__QUOTED PASSAGE__
Nonis said, “She was immediately struck by how it was something we want to do and contribute back to society. She called me on the phone straight away. The next day we called the ministry.”

Gerard Nonis (in red), 55, and his wife, Susanna Daniel (in white), 52, have four children of their own – three sons aged 27, 20, and 15, as well as a 25-year-old daughter . (PHOTO: Dhany Osman/Yahoo News Singapore)
Gerard Nonis (in red), 55, and his wife, Susanna Daniel (in white), 52, have four children of their own – three sons aged 27, 20, and 15, as well as a 25-year-old daughter . (PHOTO: Dhany Osman/Yahoo News Singapore)

Nonetheless, the couple had to consider the matter carefully as they would be taking care of somebody else’s child. They vividly recalled the day when they became foster parents for the first time.

“When we went to pick up the child, it was like going back to the time when we had small children,” Nonis said.

Since then, the Nonis family has fostered six children. Three – two 18-year-olds and an eight-year-old – remain under their care. “You must be to them what you are to your own children: a father, a friend, a teacher, a counsellor,” he added.

The greatest satisfaction for him and his wife is that they have been a part of a foster child’s life. “It is really wonderful to see a child grow up. As they grow up, they have ownership of themselves and have achievements they attain along the way,” Nonis said.

Norlia also had a similar epiphany in 2003 when she chanced upon an article about a foster parent who had stepped in to care for a child whose biological mother went missing, and was moved by the story.

Her husband had reservations initially but his perception changed when he saw the couple’s first foster child, a two-and-a-half months old baby boy.

The boy, who spent five years with the family, turned out to be the first of six children fostered by Norlia. Two of them – 11-year-old Hyrul (not his real name) and the seven-year-old special needs boy – remain under her care.

Norlia has two children of her own: a 21-year-old daughter and a 31-year-old son. She is thankful for the support that she has received from her family on her fostering journey.

“My husband is very supportive. From Monday to Friday is me but weekends, he or the children will take over. Without the help and moral support from family, I would have KO-ed (knocked out),” she said.

Several of Norlia’s family members and friends were initially sceptical about her fostering cause. But some of them have been “converted” – a sister-in-law has been a foster parent for four to five years while some friends have sent out applications, Norlia said.

__GIVEN INFORMATION__

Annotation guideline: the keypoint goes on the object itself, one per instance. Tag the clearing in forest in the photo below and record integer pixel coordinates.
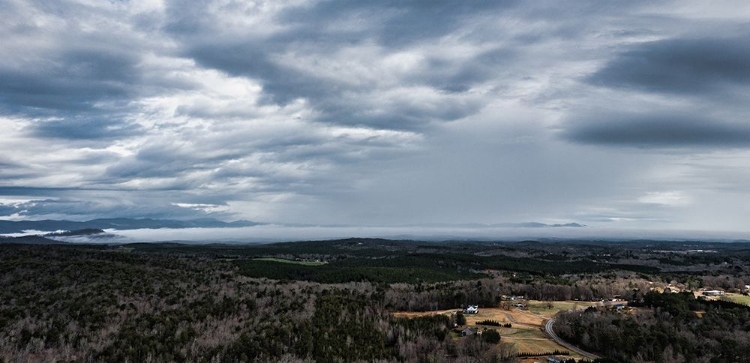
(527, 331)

__TASK INSTRUCTIONS__
a) Copy word for word the stretch of the foster parenting article that begins at "Norlia has two" and stops after "applications, Norlia said.".
b) Translate this sentence from the foster parenting article into Spanish: "Norlia has two children of her own: a 21-year-old daughter and a 31-year-old son."

__TASK-BY-TASK ANSWERS__
a)
Norlia has two children of her own: a 21-year-old daughter and a 31-year-old son. She is thankful for the support that she has received from her family on her fostering journey.

“My husband is very supportive. From Monday to Friday is me but weekends, he or the children will take over. Without the help and moral support from family, I would have KO-ed (knocked out),” she said.

Several of Norlia’s family members and friends were initially sceptical about her fostering cause. But some of them have been “converted” – a sister-in-law has been a foster parent for four to five years while some friends have sent out applications, Norlia said.

b) Norlia tiene dos hijos propios: una hija de 21 años y un hijo de 31 años.